» **TEXT FOR ANALYSIS**
Start of Block

Jean-Pierre Biemlfdlkk


Gawker has an entry in the Brand Names News category.

On Friday, The New York Times profiled some of the Chinese companies that have taken nonsensical branding to its postmodern conclusion, selling products under Western-inspired names like “Biemlfdlkk” and “Marisfrolg.”

Other brands mentioned in the article:

  • Frognie Zila
  • Helen Keller (a sunglasses maker)
  • Chrisdien Deny
  • Adidos
  • Orgee
  • Cnoverse
  • Fuma
  • Johnnie Worker Red Labial Whiskey

With ginger ale!

Of course, giving your company a meaningless, foreign-sounding name can present unique challenges when dealing with journalists.

A Biemlfdlkk saleswoman in the southern city of Guangzhou explained, “It’s a German name.” An employee at another Biemlfdlkk shop had a different explanation: “It’s the name of a French designer.”

Ah yes, Jean-Pierre Biemlfdlkk.

Non. C’est Jean-Claude.

 

Comments

  1. AsqJames says

    I’m sure you’re not doing this, but it’s not unusual for we sophisticated Westerners to sneer at such foolishness…I just wonder how many of the sneerers have tattoos of “really deep & meaningful” Chinese characters?

  2. cafeeineaddicted says

    From the names I see there, some seem to be obvious brand knock-offs, and that’s nothing new.

  3. resident_alien says

    Please, please tell me there are “Johnnie Worker Red Labial Whiskey” T-shirts out there that I can buy.
    My life is not complete without one.

  4. says

    Getting a tattoo is not quite the same as setting up in business. If you’re happy for your business to be a figure of fun OK, but I think if I was trying to sell into a market speaking a different language to my own I might take a wee bit more care than “Johnnie Worker Red Labial Whiskey” so I didn’t make the basic mistake of spelling “Scotch” whisky with an e!

  5. lorn says

    Everyone is pushing for a niche close enough to catch some of the limelight off the big names.

End of Block

» **TASKS TO PERFORM**
a – In the post about Chinese brand names, in which city did a Biemlfdlkk saleswoman say that Biemlfdlkk is a German name?
b – Continue the post about Chinese brand names and its comment thread from where it stops.

» **ENTRIES SUPPLIED**
Start of Block

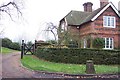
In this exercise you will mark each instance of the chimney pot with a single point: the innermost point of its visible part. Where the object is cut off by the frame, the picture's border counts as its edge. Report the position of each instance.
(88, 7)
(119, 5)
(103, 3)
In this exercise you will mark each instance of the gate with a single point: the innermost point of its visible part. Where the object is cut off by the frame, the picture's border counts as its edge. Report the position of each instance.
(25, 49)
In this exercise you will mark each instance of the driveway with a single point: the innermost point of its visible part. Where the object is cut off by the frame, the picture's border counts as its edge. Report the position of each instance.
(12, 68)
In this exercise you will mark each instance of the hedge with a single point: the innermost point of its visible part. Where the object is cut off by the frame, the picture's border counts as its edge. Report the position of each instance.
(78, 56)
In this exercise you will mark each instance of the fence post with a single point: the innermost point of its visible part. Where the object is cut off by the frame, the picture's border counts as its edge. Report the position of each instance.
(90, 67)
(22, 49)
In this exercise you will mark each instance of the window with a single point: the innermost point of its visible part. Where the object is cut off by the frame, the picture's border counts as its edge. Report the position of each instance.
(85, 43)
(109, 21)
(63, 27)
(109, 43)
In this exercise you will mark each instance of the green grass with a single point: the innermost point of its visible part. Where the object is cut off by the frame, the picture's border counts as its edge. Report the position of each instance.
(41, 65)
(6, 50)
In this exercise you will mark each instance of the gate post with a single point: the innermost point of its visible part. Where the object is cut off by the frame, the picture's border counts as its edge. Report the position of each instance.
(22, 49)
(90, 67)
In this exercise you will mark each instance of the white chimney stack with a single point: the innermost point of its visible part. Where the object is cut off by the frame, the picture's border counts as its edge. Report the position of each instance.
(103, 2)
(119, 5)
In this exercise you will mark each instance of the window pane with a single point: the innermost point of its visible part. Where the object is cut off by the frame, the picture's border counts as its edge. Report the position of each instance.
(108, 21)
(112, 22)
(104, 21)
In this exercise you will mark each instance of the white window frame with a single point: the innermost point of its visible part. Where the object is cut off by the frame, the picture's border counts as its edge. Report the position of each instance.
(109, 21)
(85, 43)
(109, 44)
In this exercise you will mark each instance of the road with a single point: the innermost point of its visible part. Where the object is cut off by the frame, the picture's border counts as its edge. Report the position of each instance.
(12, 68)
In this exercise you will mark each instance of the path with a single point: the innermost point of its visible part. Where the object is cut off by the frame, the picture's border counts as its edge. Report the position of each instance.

End of Block

» **ANSWER SECTION**
a – Guangzhou, in southern China.

b –
    As I understand it a whole lot of average Chinese consumers associate quality with foreign made products, and foreign with being covered in a language they can’t read, pronounce, or understand. Ironically I sometime feel the same way when I visit the Asian food store. I was wondering which product was more completely authentic and I ended up with the package with the least comprehensible language on it. When I got home I noticed the tiny writing that said it was a product made in the US. How the hell it ended up in that store, with all those indecipherable characters on it I may never know. It was a good product, and sufficiently authentic that nobody complained.

    And then there are the cultural differences. For a time there China was associating everything with the glory of the worker’s party and revolution. So you got a whole lot of ‘Glorious Struggle’ this, and ‘Red Star’ that. It was so ubiquitous an association that the Chinese were not phased by it. Westerners however were sometimes more selective. Despite being a very reliable and economically priced brand Red Star sanitary napkins never caught on outside China. Go figure.

  6. says

    “Johnnie Worker Red Labial Whiskey”…

    (Blinks…)

    Right. Erm… I’m not actually sure they’re trying to imply consuming this stuff might or might not do anything to anyone’s body…

    … Still. I figure anywhere this is marketed, the appropriate medical regulatory agency should probably insist upon one of those ‘claims neither verified nor endorsed’ things on the label.

  7. UnknownEric the Apostate says

    I’d better trademark the name of my company, Tdbbihgwsoubgsyg Enterprises, before it’s too late!